• _WRITTEN REQUEST A_
Reproduce the passage about employee headcount data in full, word for word.

• _SELECTED TEXT_
---

Many investors evaluate employee headcount to gain an edge in assessing the health of a company. The good news: historical, daily, and quarterly data is on IEX Cloud.

According to the OECD, employee count is one of the most significant indicators of a company's health and growth. Companies with steady year-over-year employee growth or incremental increase in employee count are good signs that business is on the upswing.

Employee count is also a good proxy of a company's bandwidth: how many products can it develop and maintain? How many customers can it acquire and serve? How many big contracts and partnerships can it land?

That’s why many investors consider employee headcount – both its current number as well as its trajectory over time – a key clue when evaluating the potential growth of a company.

IEX Cloud now brings this data to its users.

This data is available in two places on the platform:

  • Most Recently Reported Employee Headcount (Updated Monthly): This provides the most recently reported data on employee headcounts for U.S. companies. Available with free IEX Cloud plans on the Company endpoint, via the “Employees” field.

---

• _GIVEN DATA_
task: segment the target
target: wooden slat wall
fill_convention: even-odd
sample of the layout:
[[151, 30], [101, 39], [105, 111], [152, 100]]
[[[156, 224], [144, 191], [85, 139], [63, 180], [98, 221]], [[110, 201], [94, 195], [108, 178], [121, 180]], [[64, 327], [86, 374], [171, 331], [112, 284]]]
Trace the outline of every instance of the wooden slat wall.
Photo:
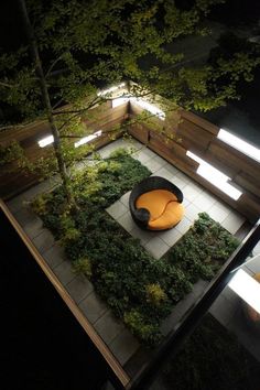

---

• _WRITTEN REQUEST B_
Pick out every line of the records that contains the string "wall", copying each such line unchanged. Matching is case-sensitive.

• _EXERCISE ANSWER A_
Many investors evaluate employee headcount to gain an edge in assessing the health of a company. The good news: historical, daily, and quarterly data is on IEX Cloud.

According to the OECD, employee count is one of the most significant indicators of a company's health and growth. Companies with steady year-over-year employee growth or incremental increase in employee count are good signs that business is on the upswing.

Employee count is also a good proxy of a company's bandwidth: how many products can it develop and maintain? How many customers can it acquire and serve? How many big contracts and partnerships can it land?

That’s why many investors consider employee headcount – both its current number as well as its trajectory over time – a key clue when evaluating the potential growth of a company.

IEX Cloud now brings this data to its users.

This data is available in two places on the platform:

  • Most Recently Reported Employee Headcount (Updated Monthly): This provides the most recently reported data on employee headcounts for U.S. companies. Available with free IEX Cloud plans on the Company endpoint, via the “Employees” field.

• _EXERCISE ANSWER B_
target: wooden slat wall
Trace the outline of every instance of the wooden slat wall.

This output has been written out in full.